Can you write out every item below again, requests included, with 110 added to each coordinate in the answers? Leave the pictures out.

(Saved entries)
"""
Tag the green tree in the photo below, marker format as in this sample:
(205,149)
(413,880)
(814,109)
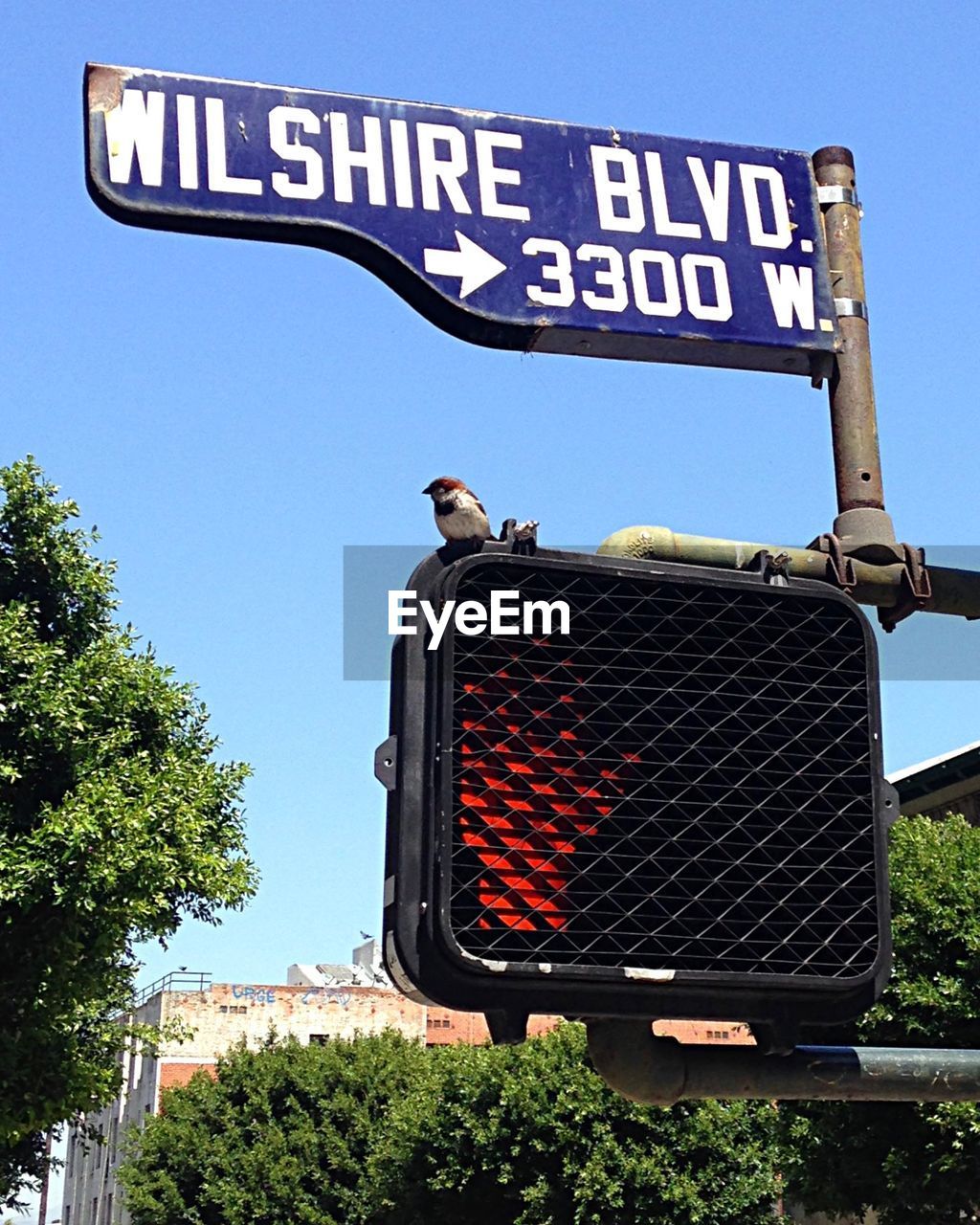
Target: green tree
(915,1164)
(284,1134)
(115,822)
(530,1136)
(379,1131)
"""
The output
Tag the green tree in the photo below, marker format as in this sample:
(205,149)
(413,880)
(814,109)
Target: green tree
(1025,1274)
(394,1244)
(225,932)
(640,1246)
(489,1241)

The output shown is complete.